Reproduce every line of the entries below, requests included, and add -71 to each coordinate in the answer points.
------ RECORD EXTRACTS ------
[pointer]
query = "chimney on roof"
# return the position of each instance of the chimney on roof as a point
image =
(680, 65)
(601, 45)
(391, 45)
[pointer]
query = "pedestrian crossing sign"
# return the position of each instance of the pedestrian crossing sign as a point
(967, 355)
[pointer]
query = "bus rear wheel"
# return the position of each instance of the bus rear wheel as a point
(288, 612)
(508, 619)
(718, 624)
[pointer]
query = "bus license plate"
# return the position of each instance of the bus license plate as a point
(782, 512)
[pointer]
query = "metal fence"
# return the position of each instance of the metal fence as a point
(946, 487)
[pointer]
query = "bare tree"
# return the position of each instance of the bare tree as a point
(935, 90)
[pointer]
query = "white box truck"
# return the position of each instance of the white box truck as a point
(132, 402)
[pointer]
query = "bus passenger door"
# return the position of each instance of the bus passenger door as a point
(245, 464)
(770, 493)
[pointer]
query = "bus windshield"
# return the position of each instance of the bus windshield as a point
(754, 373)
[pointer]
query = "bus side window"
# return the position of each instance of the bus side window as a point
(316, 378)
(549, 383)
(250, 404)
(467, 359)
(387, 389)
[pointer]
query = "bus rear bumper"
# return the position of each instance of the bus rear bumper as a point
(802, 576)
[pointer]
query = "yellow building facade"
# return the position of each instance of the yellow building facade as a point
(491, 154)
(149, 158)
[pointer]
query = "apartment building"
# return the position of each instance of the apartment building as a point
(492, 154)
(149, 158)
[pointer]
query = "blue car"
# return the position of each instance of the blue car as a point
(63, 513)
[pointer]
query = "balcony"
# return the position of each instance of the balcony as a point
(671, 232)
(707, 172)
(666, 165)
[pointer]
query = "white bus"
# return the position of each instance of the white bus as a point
------
SOLVED PROBLEM |
[pointer]
query = "chimney on roof"
# return the position of each instance of the chimney on roof as a point
image =
(609, -6)
(530, -26)
(320, -26)
[pointer]
query = "pedestrian crossing sign"
# return the position of each instance of the pedestrian crossing sign as a point
(896, 284)
[pointer]
query = "bus rear wheel"
# return the position of each instance of the bus rear wheel as a point
(217, 541)
(437, 548)
(647, 553)
[pointer]
query = "bus license plate"
# return the position of each instance of the bus license plate as a point
(711, 441)
[pointer]
query = "metal fence"
# return the position of each instance of the metal fence as a point
(875, 416)
[pointer]
query = "bare tree"
# return the position of each instance of the bare tree as a point
(864, 19)
[pointer]
query = "white box truck"
# return the position of each instance of the white box truck as a point
(61, 331)
[pointer]
query = "bus passenger door"
# return the position of each instance of the bus passenger door as a point
(174, 393)
(699, 422)
[pointer]
query = "bus windshield"
# return the position of each instance of the bus windshield as a point
(683, 302)
[pointer]
query = "bus side window"
# return the position of each instance of the bus side window as a point
(245, 307)
(478, 312)
(179, 333)
(396, 288)
(316, 318)
[pointer]
query = "bus rear bumper"
# return the position of each instance of the bus rear bumper as a point
(731, 505)
[pointer]
query = "yellow building facade"
# return the position of each instance of the yellow building facade as a point
(420, 83)
(78, 87)
[pointer]
query = "apartment building"
# return the position of each instance of the apartment building as a point
(421, 83)
(78, 87)
[pointer]
query = "blue car"
# return the position of each instance of the blue car as a point
(-8, 442)
[pointer]
query = "balcony"
# return the position of each instance of the balcony as a point
(600, 161)
(636, 101)
(595, 94)
[pointer]
query = "white bus"
# return the position of each instance of the white bus as a point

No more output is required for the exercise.